# Yahoo Groups



## Dove (Nov 30, 2004)

*
> > Don't know if you all know about this or not...
> > 
> > Yahoo is now using something called "Web Beacons"
> to
> > track Yahoo
> > Group users
> > around the net and see what you're doing and where
> > you
> > are going -
> > similar
> > to cookies.
> > 
> > Take a look at their updated privacy statement:
> > http://privacy.yahoo.com/privacy
> > 
> > About half-way down the page, in the section on
> > cookies you will see
> > a link
> > that says "web beacons."
> > Click on the phrase "web beacons."
> > 
> > That will bring you to a paragraph entitled
> "Outside
> > the Yahoo
> > Network."
> > In this section you'll see a little "click here to
> > opt
> > out" link
> > that will
> > let you "opt-out" of their new method of snooping.
> > 
> > Once you have clicked that link, you are opted
> out. 
> > Notice
> > the "Success"
> > message on the top of the next page. Be careful
> > because on that page
> > there
> > is a "Cancel Opt-out" button that, if clicked,
> will
> > *undo** the opt-
> > out.
> > 
> > 
> > Feel free to forward this to other groups.
> > 
*


----------



## choclatechef (Nov 30, 2004)

Thanks loads Dove!!!!!


----------



## Dove (Nov 30, 2004)

This was just sent to me:


This is true,only it isn't a recent thing. It happened about a year and a half or maybe two years ago and for some reason this warning letter started making the rounds again only recently.

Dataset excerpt
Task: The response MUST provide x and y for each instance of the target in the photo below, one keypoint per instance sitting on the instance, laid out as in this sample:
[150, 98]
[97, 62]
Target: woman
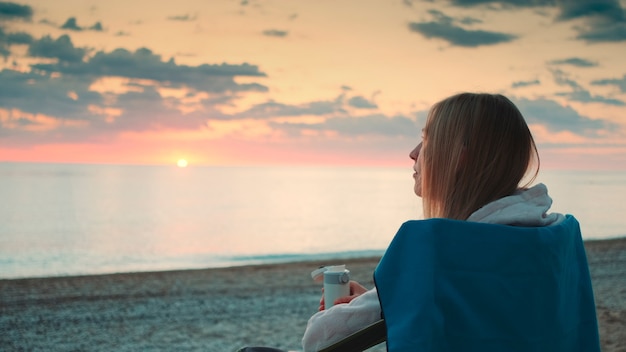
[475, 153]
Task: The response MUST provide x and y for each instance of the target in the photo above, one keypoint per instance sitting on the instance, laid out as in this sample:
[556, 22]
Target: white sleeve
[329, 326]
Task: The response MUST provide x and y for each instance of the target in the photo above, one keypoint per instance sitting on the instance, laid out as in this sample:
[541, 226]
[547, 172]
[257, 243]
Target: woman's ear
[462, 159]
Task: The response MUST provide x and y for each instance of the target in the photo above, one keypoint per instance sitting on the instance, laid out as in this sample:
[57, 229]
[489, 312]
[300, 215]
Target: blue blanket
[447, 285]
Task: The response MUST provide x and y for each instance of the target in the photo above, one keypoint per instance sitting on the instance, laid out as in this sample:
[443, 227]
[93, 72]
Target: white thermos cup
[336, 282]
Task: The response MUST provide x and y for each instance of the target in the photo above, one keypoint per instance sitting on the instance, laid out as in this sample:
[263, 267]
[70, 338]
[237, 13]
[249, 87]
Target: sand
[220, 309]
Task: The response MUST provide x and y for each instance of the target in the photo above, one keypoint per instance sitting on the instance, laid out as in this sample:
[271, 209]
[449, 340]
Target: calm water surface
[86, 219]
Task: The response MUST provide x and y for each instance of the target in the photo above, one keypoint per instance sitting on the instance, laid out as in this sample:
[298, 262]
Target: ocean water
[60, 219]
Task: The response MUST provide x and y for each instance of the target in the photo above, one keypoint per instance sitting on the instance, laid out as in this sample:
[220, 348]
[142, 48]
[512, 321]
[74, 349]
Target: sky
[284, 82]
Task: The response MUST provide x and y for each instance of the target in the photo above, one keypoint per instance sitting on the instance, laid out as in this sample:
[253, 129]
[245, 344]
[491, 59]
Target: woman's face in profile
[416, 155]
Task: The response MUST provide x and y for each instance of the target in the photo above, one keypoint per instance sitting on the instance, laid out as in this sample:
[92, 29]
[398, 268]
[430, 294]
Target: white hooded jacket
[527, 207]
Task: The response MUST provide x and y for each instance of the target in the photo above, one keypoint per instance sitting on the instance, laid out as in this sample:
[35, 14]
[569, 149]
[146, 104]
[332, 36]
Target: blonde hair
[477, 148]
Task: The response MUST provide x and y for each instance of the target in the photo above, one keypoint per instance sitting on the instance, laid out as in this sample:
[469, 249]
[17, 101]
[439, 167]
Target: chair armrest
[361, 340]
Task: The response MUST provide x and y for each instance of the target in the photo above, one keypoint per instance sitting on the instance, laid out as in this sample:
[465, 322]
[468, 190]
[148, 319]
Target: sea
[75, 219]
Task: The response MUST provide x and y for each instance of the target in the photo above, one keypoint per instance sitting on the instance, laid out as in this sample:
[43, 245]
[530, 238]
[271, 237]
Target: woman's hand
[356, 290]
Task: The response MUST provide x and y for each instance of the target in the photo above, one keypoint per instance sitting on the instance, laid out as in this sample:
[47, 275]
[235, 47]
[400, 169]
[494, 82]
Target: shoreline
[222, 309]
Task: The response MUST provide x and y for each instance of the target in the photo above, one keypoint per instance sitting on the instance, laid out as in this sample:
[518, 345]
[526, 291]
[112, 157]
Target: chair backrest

---

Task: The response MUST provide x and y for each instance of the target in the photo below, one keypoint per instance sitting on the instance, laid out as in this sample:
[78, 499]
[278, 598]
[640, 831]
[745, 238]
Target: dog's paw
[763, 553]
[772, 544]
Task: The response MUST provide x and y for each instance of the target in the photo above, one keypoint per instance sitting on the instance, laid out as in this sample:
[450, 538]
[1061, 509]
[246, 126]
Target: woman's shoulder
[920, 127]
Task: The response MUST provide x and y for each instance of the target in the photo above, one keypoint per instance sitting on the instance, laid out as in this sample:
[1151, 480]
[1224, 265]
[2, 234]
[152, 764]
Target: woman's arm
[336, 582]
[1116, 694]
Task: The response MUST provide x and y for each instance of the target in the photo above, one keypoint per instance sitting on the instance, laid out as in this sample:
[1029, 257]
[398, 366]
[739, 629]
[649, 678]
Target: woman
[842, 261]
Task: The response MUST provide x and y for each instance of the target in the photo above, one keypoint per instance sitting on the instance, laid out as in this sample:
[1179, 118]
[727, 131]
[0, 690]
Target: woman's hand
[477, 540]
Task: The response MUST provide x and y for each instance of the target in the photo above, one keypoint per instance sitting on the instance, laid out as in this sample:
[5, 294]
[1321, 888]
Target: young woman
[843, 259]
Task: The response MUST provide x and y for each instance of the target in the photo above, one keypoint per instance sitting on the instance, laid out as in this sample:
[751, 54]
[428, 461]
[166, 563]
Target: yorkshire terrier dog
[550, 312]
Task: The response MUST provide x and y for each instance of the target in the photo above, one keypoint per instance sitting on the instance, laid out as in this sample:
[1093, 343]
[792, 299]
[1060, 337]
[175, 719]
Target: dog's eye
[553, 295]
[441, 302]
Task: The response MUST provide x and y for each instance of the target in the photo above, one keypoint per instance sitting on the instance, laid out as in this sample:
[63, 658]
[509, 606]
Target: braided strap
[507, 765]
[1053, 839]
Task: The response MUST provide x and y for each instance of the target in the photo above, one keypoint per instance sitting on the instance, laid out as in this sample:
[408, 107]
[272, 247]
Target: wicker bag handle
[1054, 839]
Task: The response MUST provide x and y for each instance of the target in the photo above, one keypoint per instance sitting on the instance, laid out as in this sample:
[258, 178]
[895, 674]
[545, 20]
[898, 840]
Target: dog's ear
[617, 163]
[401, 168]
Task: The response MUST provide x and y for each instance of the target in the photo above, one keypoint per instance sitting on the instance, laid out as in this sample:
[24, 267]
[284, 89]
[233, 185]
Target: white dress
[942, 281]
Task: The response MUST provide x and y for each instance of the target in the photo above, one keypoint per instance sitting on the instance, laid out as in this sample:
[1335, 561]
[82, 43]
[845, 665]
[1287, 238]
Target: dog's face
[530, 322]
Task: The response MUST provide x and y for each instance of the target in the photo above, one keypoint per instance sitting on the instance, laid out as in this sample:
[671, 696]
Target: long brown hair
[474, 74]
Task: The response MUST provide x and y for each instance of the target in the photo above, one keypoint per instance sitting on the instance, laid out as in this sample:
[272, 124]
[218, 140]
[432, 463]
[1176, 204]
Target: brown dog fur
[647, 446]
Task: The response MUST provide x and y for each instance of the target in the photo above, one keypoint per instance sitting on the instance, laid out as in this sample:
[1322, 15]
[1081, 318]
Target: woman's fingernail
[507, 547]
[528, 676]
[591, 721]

** Challenges **
1. Translate this sentence from the Yahoo Groups thread into Spanish: "Feel free to forward this to other groups."
2. Pick up the Yahoo Groups thread on web beacons after its last sentence and write what comes next.

** Answers for this exercise **
1. No duden en reenviar esto a otros grupos.

2.
I'm a retail gift shop owner and run a couple of lists related to my store at yahoogroups.  Yahoo and yahoogroups have over the years changed their rules and they always set all the accounts to default to allow them to do whatever new idea they come up with. They never ask outright they just set it to default and we have to go in a fix it. In addition to this tracking beacon they have had defaults to allow them to sell your info, put cookies on your computer etc.  It's a good idea to check your account settings with them from time to time just to make sure they haven't added some new thing that you don't want.

Debra


----------



## wasabi (Nov 30, 2004)

*Thanks, Marge.....Did it.*


----------



## MJ (Nov 30, 2004)

Thanks Marge


----------



## WayneT (Nov 30, 2004)

*Thanx Dove, 

Very observant of you, I hardly ever read all that jargon, however, I will be from now on.
You are right, it would be very, very, easy to click on the cancel button.
 I think they must have a real smart "Cookie" on their design team.*


----------



## -DEADLY SUSHI- (Nov 30, 2004)

Thanks Grandma!!!!


----------



## Dove (Nov 30, 2004)

*You guys make my day!!*


----------



## kitchenelf (Nov 30, 2004)

Smart cookie that web designer (hahaha I can do it too WayneT  :P )


----------



## norgeskog (Nov 30, 2004)

Thanks Dove for posting this.  I feel like a criminal sometimes when they follow you around, big brother is watching.  I am one of the cell  phone users who did not call to have my phone number on the do not call list, and later I read that was a ploy to get people's cell number for sale.  I have not had a telemarketing call in 6 years since I have had only a cell.  Back to the topic, I opted out, thanks again Dove.


----------



## Sue Lau (Dec 1, 2004)

Thanks for the info.


----------



## WayneT (Dec 1, 2004)

kitchenelf said:
			
		

> Smart cookie that web designer (hahaha I can do it too WayneT  :P )



*I've gotta hand it to you ELF, you're a quick learner. Soon DC will be offering you REALLY big money. :roll: *

Maybe he is not a "Smart Cookie". Maybe just going _crackers!_


----------



## Darkstream (Dec 1, 2004)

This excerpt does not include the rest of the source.